- Opening Delimiter -

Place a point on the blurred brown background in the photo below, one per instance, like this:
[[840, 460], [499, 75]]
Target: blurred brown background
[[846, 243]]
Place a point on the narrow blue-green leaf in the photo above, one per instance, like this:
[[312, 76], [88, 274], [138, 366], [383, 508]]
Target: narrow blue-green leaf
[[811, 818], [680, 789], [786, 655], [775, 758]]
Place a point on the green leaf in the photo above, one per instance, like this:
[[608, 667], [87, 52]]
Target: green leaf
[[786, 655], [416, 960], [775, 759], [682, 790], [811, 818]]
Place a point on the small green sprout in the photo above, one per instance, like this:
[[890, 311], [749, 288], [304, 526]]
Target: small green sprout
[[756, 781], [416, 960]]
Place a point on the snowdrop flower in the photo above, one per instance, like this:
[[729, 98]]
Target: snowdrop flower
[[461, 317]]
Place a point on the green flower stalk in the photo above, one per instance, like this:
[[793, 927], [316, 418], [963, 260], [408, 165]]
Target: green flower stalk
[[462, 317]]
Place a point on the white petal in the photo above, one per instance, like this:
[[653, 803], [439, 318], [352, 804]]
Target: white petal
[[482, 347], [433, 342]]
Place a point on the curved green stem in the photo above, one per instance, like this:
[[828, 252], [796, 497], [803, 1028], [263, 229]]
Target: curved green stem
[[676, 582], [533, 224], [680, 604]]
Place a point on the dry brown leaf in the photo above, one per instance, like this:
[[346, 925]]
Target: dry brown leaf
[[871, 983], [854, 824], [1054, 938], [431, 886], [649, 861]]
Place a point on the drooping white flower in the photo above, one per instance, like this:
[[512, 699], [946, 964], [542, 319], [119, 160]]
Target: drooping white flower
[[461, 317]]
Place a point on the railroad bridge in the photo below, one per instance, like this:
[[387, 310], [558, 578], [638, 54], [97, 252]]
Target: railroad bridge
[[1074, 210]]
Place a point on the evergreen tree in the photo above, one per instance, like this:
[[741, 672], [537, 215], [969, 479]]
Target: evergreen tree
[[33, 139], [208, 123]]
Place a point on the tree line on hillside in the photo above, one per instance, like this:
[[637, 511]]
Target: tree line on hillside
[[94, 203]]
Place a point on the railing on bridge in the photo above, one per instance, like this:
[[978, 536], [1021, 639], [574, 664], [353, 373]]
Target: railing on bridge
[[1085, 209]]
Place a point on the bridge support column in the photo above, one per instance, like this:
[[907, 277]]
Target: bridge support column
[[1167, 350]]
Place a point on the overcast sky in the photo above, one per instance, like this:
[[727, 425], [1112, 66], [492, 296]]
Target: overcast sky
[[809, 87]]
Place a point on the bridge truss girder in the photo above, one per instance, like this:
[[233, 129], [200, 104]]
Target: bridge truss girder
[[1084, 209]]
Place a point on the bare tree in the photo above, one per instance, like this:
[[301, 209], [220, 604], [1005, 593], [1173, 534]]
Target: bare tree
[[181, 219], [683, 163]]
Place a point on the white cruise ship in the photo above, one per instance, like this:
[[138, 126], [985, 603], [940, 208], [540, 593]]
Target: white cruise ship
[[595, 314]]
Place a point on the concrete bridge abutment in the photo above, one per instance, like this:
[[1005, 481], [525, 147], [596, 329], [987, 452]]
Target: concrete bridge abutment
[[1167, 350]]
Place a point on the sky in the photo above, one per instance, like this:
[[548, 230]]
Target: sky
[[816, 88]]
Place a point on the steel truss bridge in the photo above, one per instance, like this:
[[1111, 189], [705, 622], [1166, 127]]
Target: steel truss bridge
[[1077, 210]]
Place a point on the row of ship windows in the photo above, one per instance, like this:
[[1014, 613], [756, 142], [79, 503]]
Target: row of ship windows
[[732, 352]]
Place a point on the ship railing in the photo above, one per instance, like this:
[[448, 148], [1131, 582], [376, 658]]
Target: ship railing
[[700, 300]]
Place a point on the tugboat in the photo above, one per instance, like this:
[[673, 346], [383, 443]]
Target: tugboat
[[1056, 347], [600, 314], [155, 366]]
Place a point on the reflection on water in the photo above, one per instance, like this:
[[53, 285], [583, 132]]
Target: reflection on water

- Closing Delimiter -

Return all of the material above exactly as it stands.

Place a point on the blurred brown background in the photo below, one per instance, like this:
[[840, 460], [499, 75]]
Target: blurred brown background
[[846, 243]]
Place a point on the narrow blue-green leaf in the photo above, one per instance, like this:
[[312, 76], [88, 274], [138, 366], [383, 508]]
Target: narrow blue-green leaf
[[811, 818], [680, 789], [786, 655], [775, 758]]
Place a point on the green leaf in the photo above, one per instance, like this:
[[608, 667], [87, 52]]
Target: green leaf
[[786, 655], [416, 960], [775, 759], [682, 790], [811, 818]]
Place a point on the small green sprout in the photo above, one per instance, like this:
[[890, 311], [749, 288], [304, 526]]
Target: small green sprout
[[756, 781], [416, 960]]
Place a point on the snowdrop flower in the photo above, one per instance, like this:
[[729, 98]]
Target: snowdrop flower
[[461, 317]]
Place a point on the green flower stalk in the photo above, one per instance, like this:
[[793, 927], [316, 418], [963, 260], [408, 165]]
Target: green flower stalk
[[462, 317]]
Place a point on the white petal in the photo above, one per instance, like this:
[[653, 803], [439, 318], [352, 804]]
Target: white petal
[[482, 347], [433, 342]]
Place a point on the curved green stem in the photo above, one per instance, like this:
[[828, 252], [796, 497], [803, 1028], [263, 229]]
Target: curved green stem
[[676, 582], [533, 224], [680, 604]]
Place a point on the dry brown leaf in the photo above, one per instance, like this:
[[346, 925]]
Target: dry brown leaf
[[871, 983], [854, 824], [1054, 938], [431, 886], [649, 861]]
Place a point on the drooping white flower in the photo above, one per instance, like this:
[[512, 699], [946, 964], [542, 319], [119, 160]]
Target: drooping white flower
[[461, 317]]
Place a point on the railroad bridge in the photo below, one per instance, like this:
[[387, 310], [558, 578], [638, 54], [97, 252]]
Target: railroad bridge
[[1074, 210]]
Place a point on the evergreen tree in the photo above, one per instance, like this:
[[741, 672], [537, 215], [969, 479]]
Target: evergreen tree
[[33, 139], [208, 123]]
Place a point on the tree line on hillside in the photo above, one per instance, like this:
[[637, 511]]
Target: tree line on hillside
[[94, 203]]
Place a point on the railing on bridge in the photo above, one per instance, like this:
[[978, 536], [1021, 639], [574, 664], [353, 373]]
Target: railing on bridge
[[1085, 209]]
Place a point on the bridge support column in the photo above, one per instance, like this:
[[907, 277]]
Target: bridge support column
[[1167, 350]]
Place a point on the overcast sky in the photo above, one per instance, like this:
[[727, 425], [1112, 66], [492, 296]]
Target: overcast sky
[[809, 87]]
Place a point on the bridge truss girder in the photo above, one per instance, like this:
[[233, 129], [200, 104]]
Target: bridge truss girder
[[1084, 209]]
Place a point on the bare tree in the photo above, one per instance, like this:
[[301, 209], [220, 604], [1005, 593], [1173, 534]]
Target: bare tree
[[181, 219], [683, 163]]
Place a point on the white cruise ship in the photo above, one per instance, like this:
[[138, 126], [985, 603], [940, 208], [540, 593]]
Target: white cruise ship
[[595, 314]]
Place a point on the concrete bridge abutment in the photo above, one per instance, like this:
[[1005, 481], [525, 147], [596, 329], [987, 452]]
Target: concrete bridge abutment
[[1167, 350]]
Place a point on the sky in the photo above, one per instance, like this:
[[548, 230]]
Target: sky
[[816, 88]]
Place a point on the steel truss bridge in the photo above, one per instance, like this:
[[1111, 189], [705, 622], [1166, 127]]
Target: steel truss bridge
[[1077, 210]]
Place a point on the row of ship windows in the photo above, one per instance, like this:
[[1014, 613], [756, 142], [79, 503]]
Target: row of ship windows
[[732, 352]]
Place a point on the ship railing in the photo above, one per instance, like this:
[[448, 148], [1131, 582], [376, 658]]
Target: ship railing
[[700, 300]]
Place a point on the tugboat in the photo above, one per instance, like this:
[[673, 346], [383, 443]]
Target: tugboat
[[1056, 347], [600, 314], [155, 366]]
Place a point on the reflection on water in the photo above, one per instance, like this:
[[53, 285], [583, 132]]
Target: reflection on water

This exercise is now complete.